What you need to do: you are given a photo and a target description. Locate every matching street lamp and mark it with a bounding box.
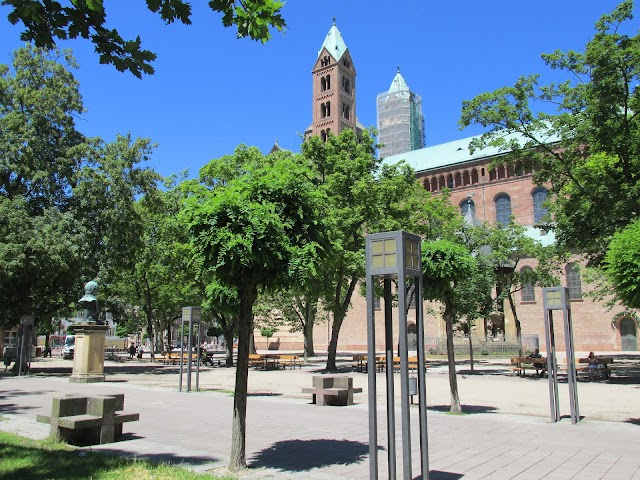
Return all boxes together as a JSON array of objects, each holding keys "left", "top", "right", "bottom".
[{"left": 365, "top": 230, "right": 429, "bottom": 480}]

---

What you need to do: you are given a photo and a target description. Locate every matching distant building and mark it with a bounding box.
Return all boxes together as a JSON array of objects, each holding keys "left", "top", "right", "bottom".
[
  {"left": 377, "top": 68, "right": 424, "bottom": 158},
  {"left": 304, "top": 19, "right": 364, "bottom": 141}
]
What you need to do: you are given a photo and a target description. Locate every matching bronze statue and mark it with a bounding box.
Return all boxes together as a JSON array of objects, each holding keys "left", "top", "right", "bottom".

==

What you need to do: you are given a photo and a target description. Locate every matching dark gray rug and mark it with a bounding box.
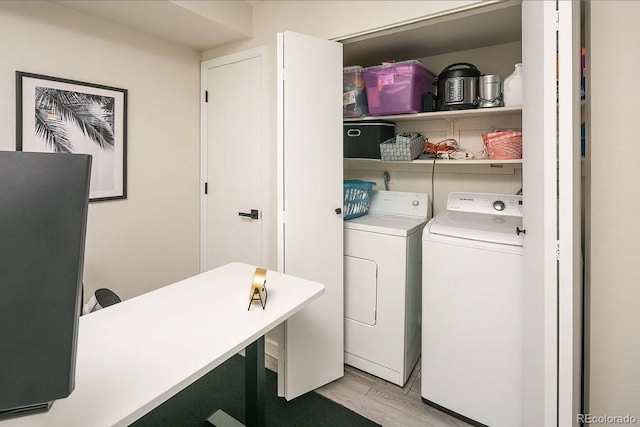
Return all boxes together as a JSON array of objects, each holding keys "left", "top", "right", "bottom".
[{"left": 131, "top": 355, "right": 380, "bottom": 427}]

◆ PROBLEM ◆
Gather each line from the entries above that contains the word "statue", and copy those lines out in full.

◆ THE ANSWER ◆
What you need to do: you are given a photo and a target description. Locate every matching bronze statue and mark it with a bounding box.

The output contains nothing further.